* [Requirement] Leave the pictures behind and repeat all the entries exactly.

* [Supplied material]
************

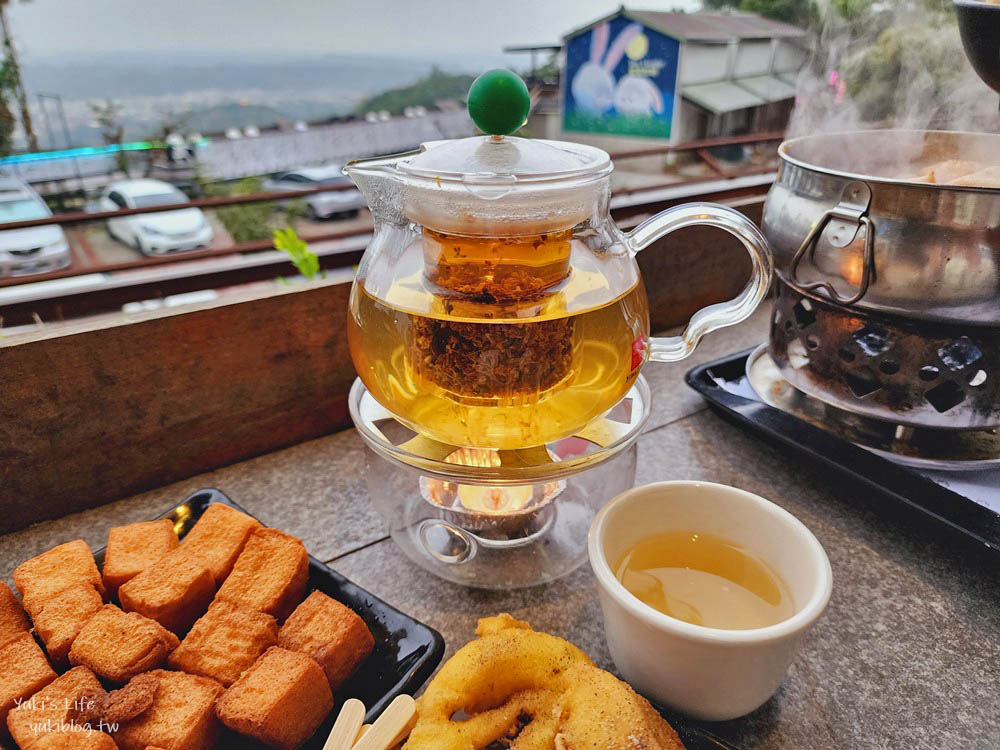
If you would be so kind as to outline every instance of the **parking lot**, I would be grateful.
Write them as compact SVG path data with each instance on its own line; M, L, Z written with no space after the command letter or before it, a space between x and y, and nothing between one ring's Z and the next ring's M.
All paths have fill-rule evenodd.
M215 235L210 249L223 250L235 244L215 211L206 210L205 217ZM284 213L277 212L273 224L275 227L284 226ZM310 237L319 237L335 232L364 232L371 227L371 215L368 211L362 211L358 216L349 219L321 221L301 217L294 220L293 226L300 237L308 240ZM73 254L72 269L76 272L86 273L108 265L117 266L141 262L145 258L134 247L112 237L102 221L66 227L65 231ZM197 257L198 253L178 252L171 257L180 261L189 255Z
M214 212L206 211L205 218L211 225L215 235L212 241L212 249L221 249L233 244L232 237L229 236L226 227ZM129 247L120 240L112 237L108 233L104 222L93 222L92 224L74 227L69 229L66 234L73 248L74 267L76 262L79 262L81 268L83 268L109 263L131 263L145 257L134 247ZM177 255L181 256L184 253L177 253Z

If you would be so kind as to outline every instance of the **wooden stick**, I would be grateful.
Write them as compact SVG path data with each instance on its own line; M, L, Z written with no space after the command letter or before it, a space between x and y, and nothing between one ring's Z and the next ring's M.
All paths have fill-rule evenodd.
M354 750L389 750L412 729L417 718L417 704L410 695L400 695L389 704L354 746Z
M348 698L337 715L323 750L351 750L364 721L365 704L357 698Z
M365 734L368 732L368 730L371 728L372 728L371 724L362 724L361 729L358 730L358 736L354 738L354 745L357 745L359 742L361 742L361 738L364 737ZM354 745L351 745L351 747L354 747Z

************

* [Result for this task]
If you would be so kind as to outline every instance of the **parking lot**, I would be grateful.
Write them as compact SVG path data with each instance on its own line; M, L, Z written with no space after the command letter or before it, a space between x and y, and nothing between one ring's Z and the next ring's M.
All paths have fill-rule evenodd.
M215 235L210 249L223 250L235 244L215 211L206 210L205 217ZM284 213L277 212L273 224L275 227L284 226ZM310 237L319 237L335 232L364 232L371 227L371 215L368 211L362 211L358 216L349 219L321 221L301 217L294 220L293 226L300 237L308 240ZM73 254L72 269L76 272L86 273L108 265L117 266L141 262L145 258L134 247L112 237L102 221L66 227L65 231ZM197 257L198 253L178 252L171 257L180 261L189 255Z
M214 212L206 211L205 218L211 225L215 235L212 241L212 249L221 249L233 244L232 237L229 236L226 227ZM129 247L120 240L112 237L108 233L104 222L93 222L92 224L74 227L69 229L66 234L73 248L74 267L76 262L79 262L81 268L83 268L109 263L131 263L145 257L134 247ZM177 255L181 256L184 253L177 253Z

If you would be so kind as to outline every instance of the **wooden stick**, I would be grateful.
Write them as compact SVG path data with each instance on its own line; M, L, Z written with no space after the command letter or before it, a space between x and y, and nothing between one ring's Z and the next ring's M.
All paths have fill-rule evenodd.
M354 750L389 750L412 729L417 718L417 704L410 695L400 695L389 704L354 746Z
M348 698L337 715L323 750L351 750L364 721L365 704L357 698Z
M365 734L368 732L368 730L371 728L372 728L371 724L362 724L361 729L358 730L358 736L354 738L354 745L357 745L359 742L361 742L361 738L364 737ZM354 745L351 745L351 747L354 747Z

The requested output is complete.